Excerpt to read:

-=-=-=-=-

Shares of the French luxury retailer Kering also dropped more than 4% amid concerns over its sales performance in China, where a zero-Covid policy is worrying investors.
SAP released earnings Friday, flagging a hit to its revenue from its exit from Russia. The German software giant said its decision to leave Russia following its invasion of Ukraine was expected to lead to a negative revenue impact of around 300 million euros ($325 million).
Speaking to CNBC Friday, the company’s CEO Christian Klein told CNBC its cloud subscription revenues were “very sticky,” and said its transformation plan was ahead of schedule. Shares of the firm closed down over 1%.
French voters are heading to the polls Sunday. The second — and final — round of the election puts incumbent Emmanuel Macron up against anti-immigration party leader Marine Le Pen.
In a note Thursday, Goldman Sachs described the election as a decisive moment for France’s policy path.
“If Mr. Macron is re-elected, we would expect him to revive his reformist agenda as a continuation of his pro-integration plan for Europe,” the analysts, led by Sven Jari Stehn, said.
“These reforms are to a large extent embedded in our current forecasts. Should M. Le Pen be elected, we would expect an institutional impasse owing to the likely lack of a parliamentary majority in next June’s legislative elections and significant friction with EU partners.”
— CNBC.com staff contributed to this report.

-=-=-=-=-

The data:
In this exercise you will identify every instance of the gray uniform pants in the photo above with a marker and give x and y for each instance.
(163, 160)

-=-=-=-=-

Exercises:
1. Repeat, word for word, the part of the market report that opens with the words containing "French voters are" and closes with "Jari Stehn, said.".
2. Name every person the market report mentions by name.
The listing was taken from a different source than the market report.

Results by task:
1.
French voters are heading to the polls Sunday. The second — and final — round of the election puts incumbent Emmanuel Macron up against anti-immigration party leader Marine Le Pen.
In a note Thursday, Goldman Sachs described the election as a decisive moment for France’s policy path.
“If Mr. Macron is re-elected, we would expect him to revive his reformist agenda as a continuation of his pro-integration plan for Europe,” the analysts, led by Sven Jari Stehn, said.

2.
Christian Klein
Emmanuel Macron
Marine Le Pen
Sven Jari Stehn